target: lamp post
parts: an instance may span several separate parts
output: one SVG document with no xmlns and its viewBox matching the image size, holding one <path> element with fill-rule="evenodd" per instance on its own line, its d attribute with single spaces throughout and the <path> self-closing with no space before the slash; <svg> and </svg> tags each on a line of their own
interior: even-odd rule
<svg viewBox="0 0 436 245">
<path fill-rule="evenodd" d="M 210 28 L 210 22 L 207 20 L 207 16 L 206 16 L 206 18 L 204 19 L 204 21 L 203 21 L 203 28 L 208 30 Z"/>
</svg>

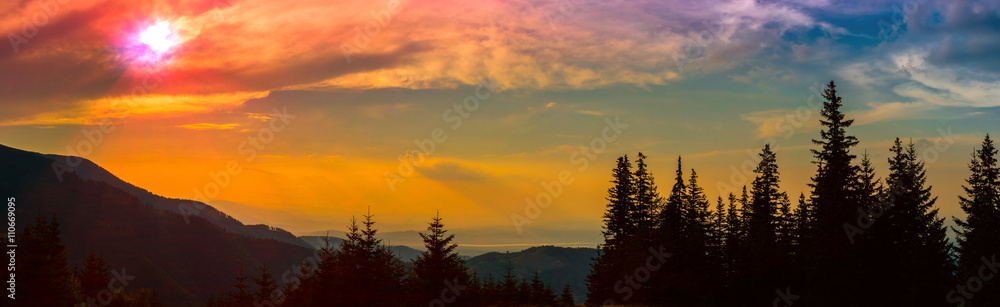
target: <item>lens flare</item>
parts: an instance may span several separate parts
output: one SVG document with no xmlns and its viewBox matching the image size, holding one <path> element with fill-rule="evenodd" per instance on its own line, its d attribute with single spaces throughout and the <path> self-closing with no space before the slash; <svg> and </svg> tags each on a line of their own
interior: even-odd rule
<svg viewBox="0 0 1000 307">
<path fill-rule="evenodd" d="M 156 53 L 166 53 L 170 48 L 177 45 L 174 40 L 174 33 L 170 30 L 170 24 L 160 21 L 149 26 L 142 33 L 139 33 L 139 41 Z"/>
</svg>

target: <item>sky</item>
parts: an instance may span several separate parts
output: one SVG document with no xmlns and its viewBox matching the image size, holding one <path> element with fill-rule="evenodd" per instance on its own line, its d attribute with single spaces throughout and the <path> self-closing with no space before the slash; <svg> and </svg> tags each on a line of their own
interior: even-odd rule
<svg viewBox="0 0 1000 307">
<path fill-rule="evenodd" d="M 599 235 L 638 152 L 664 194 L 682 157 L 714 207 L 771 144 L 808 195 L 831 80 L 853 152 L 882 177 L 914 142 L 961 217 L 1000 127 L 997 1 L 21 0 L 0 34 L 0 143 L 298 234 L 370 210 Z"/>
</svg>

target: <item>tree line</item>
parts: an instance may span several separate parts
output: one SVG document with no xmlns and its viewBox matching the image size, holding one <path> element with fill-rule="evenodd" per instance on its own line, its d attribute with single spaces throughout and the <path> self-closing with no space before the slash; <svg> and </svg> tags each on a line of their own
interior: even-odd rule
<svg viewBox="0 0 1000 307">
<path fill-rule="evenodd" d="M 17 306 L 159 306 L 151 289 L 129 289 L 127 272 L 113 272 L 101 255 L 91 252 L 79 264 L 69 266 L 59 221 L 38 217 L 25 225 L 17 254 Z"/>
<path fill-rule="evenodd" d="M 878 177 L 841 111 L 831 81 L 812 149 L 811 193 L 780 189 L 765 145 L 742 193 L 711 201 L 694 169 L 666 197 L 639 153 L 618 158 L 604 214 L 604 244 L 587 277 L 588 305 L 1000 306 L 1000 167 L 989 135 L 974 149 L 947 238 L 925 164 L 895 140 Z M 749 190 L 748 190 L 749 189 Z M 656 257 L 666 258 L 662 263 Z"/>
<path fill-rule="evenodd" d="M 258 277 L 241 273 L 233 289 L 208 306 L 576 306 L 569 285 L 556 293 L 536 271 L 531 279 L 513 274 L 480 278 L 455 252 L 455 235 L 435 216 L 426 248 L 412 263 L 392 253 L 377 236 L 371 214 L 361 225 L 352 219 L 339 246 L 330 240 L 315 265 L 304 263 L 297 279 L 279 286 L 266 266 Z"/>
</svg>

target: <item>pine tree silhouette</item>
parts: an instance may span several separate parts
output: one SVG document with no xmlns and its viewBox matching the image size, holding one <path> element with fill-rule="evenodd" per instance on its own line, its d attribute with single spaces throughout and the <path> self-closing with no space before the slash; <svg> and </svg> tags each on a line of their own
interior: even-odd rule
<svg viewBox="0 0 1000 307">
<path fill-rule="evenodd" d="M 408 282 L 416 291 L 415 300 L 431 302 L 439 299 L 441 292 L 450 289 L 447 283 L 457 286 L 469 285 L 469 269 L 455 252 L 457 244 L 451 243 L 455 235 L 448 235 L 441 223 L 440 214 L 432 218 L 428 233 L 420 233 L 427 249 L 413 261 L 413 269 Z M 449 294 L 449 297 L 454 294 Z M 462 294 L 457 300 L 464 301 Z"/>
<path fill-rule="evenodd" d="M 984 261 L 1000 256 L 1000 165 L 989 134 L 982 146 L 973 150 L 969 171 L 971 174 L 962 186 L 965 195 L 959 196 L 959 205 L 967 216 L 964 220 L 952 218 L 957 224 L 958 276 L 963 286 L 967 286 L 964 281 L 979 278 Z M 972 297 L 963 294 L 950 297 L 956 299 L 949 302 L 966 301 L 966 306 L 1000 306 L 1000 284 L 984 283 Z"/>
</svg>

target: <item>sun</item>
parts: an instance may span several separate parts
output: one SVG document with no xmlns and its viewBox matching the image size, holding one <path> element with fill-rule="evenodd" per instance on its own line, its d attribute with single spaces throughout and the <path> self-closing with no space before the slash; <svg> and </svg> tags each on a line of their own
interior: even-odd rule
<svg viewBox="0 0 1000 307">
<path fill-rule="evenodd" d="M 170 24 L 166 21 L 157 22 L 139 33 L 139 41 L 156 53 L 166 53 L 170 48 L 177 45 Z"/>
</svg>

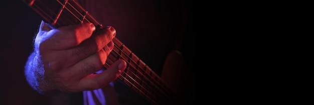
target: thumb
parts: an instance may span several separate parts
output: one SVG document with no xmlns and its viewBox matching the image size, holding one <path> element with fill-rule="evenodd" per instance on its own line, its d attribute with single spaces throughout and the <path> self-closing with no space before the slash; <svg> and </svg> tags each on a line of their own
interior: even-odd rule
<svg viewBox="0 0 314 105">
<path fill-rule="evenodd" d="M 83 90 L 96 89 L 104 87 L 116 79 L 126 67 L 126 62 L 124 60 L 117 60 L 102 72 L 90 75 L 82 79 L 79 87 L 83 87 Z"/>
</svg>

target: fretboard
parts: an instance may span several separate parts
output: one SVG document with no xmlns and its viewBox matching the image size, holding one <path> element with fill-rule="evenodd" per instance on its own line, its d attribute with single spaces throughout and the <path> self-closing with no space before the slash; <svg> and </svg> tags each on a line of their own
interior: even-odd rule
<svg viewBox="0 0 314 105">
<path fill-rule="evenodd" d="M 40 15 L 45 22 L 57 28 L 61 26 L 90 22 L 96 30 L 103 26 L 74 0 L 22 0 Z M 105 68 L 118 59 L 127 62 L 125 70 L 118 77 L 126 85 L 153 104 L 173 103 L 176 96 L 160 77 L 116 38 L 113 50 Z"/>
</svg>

++++++++++++++++++++

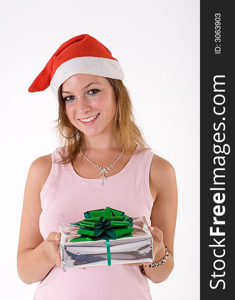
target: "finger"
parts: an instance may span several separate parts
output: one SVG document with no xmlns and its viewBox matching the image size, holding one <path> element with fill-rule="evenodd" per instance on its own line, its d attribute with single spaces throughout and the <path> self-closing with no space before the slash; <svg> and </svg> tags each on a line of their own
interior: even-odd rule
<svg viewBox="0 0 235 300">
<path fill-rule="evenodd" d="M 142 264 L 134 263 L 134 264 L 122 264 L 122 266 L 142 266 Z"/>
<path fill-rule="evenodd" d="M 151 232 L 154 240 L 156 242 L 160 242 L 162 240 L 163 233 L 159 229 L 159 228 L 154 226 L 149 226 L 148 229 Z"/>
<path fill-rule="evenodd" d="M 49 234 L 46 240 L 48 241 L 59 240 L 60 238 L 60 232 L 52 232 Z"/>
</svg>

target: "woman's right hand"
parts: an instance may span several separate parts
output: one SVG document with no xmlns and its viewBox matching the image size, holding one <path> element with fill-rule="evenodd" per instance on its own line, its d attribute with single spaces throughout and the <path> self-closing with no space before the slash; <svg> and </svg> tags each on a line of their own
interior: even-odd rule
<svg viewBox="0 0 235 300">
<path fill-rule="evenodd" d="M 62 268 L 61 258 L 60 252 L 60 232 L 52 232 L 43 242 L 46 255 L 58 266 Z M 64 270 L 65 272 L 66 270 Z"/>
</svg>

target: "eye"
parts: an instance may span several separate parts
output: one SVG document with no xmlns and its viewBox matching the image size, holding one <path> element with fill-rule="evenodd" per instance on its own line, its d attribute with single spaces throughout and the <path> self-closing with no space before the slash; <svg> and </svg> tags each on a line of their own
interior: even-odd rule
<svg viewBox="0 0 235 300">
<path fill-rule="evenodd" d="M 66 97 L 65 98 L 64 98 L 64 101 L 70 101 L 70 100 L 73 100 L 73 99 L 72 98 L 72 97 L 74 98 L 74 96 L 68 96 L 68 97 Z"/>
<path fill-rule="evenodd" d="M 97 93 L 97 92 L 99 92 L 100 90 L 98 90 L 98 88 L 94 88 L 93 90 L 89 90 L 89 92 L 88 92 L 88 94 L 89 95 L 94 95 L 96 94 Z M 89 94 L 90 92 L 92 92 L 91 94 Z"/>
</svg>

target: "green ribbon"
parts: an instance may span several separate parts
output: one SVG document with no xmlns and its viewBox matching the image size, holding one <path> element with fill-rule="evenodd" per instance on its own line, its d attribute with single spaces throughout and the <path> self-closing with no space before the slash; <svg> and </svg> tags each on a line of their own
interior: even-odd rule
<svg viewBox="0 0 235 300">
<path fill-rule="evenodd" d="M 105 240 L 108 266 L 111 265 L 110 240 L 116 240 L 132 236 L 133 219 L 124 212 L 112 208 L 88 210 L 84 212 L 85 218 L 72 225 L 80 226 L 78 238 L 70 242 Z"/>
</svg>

++++++++++++++++++++

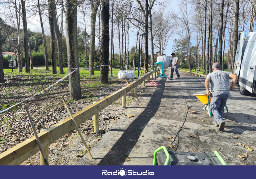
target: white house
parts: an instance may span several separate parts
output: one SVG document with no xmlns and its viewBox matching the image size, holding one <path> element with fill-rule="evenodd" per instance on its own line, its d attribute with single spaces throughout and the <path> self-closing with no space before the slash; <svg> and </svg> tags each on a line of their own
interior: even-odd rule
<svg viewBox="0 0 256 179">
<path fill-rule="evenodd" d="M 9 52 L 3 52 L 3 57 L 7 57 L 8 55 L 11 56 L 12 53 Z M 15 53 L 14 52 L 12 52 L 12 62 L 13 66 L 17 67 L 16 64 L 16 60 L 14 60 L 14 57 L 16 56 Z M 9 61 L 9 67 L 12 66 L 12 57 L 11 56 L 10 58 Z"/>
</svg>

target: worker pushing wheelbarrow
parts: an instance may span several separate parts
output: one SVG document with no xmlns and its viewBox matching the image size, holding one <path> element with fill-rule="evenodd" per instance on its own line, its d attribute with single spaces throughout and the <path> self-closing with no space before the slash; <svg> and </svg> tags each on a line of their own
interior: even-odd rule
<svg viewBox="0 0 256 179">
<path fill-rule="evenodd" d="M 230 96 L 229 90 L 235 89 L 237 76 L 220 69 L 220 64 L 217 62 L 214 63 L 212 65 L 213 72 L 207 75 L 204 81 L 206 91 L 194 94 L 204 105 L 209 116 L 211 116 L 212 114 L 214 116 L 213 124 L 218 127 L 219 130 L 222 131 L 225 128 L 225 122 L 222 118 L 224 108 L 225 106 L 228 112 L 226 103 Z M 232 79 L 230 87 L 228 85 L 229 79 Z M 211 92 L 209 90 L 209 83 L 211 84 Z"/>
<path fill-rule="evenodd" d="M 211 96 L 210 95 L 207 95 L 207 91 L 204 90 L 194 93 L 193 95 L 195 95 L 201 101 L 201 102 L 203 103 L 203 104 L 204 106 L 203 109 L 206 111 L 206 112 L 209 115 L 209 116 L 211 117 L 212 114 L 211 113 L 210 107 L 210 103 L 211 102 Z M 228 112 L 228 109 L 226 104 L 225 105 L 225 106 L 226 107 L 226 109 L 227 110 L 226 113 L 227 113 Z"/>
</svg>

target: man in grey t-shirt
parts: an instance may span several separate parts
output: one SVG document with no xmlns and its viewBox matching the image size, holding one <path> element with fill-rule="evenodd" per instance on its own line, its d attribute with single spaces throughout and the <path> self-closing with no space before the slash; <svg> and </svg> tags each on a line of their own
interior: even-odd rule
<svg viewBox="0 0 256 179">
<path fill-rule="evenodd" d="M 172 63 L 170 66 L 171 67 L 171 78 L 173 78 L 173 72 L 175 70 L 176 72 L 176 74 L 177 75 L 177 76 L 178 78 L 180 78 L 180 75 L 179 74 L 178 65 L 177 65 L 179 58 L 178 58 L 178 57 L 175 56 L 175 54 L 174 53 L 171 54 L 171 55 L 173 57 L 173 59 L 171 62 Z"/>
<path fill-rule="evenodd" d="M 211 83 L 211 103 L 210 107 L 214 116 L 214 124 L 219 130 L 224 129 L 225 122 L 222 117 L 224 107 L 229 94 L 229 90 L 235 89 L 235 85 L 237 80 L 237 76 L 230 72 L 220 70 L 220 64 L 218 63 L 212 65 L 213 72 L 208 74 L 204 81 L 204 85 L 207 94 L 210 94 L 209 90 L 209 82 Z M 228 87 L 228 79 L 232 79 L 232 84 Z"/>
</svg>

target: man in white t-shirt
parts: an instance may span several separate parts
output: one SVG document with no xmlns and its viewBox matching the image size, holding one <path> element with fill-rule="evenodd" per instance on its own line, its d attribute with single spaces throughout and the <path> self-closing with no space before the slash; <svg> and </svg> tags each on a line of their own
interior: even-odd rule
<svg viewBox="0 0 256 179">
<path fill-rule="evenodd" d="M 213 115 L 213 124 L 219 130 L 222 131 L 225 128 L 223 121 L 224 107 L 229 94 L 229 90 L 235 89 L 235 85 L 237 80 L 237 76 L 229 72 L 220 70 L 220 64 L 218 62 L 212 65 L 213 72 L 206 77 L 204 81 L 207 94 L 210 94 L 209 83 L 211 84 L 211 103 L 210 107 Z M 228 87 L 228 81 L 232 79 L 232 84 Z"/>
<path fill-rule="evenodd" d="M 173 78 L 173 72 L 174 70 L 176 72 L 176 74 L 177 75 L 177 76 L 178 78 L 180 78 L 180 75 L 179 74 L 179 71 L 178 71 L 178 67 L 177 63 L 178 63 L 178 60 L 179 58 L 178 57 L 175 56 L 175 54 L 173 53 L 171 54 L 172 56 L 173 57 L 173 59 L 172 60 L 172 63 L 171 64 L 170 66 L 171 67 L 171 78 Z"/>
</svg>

++++++++++++++++++++

Reproduce verbatim the lines from the one containing "target: <item>pine tree silhouette</item>" through the one containing "408 282 L 416", including both of those lines.

target: <item>pine tree silhouette</item>
parts: an instance may span several separate parts
output: one SVG document with no xmlns and its viewBox matching the image size, holding one <path> element with fill-rule="evenodd" per instance on its own line, its d attribute with single spaces throughout and the <path> self-closing with no space before the slash; <svg> and </svg> tags each on a line of their own
interior: even-odd rule
<svg viewBox="0 0 1000 307">
<path fill-rule="evenodd" d="M 408 282 L 416 291 L 415 300 L 431 302 L 439 299 L 441 292 L 450 289 L 447 283 L 457 286 L 469 285 L 469 269 L 455 252 L 457 244 L 451 243 L 455 235 L 448 235 L 441 223 L 440 214 L 432 218 L 428 233 L 420 233 L 427 249 L 413 261 L 413 269 Z M 449 294 L 449 297 L 454 294 Z M 462 294 L 457 300 L 464 301 Z"/>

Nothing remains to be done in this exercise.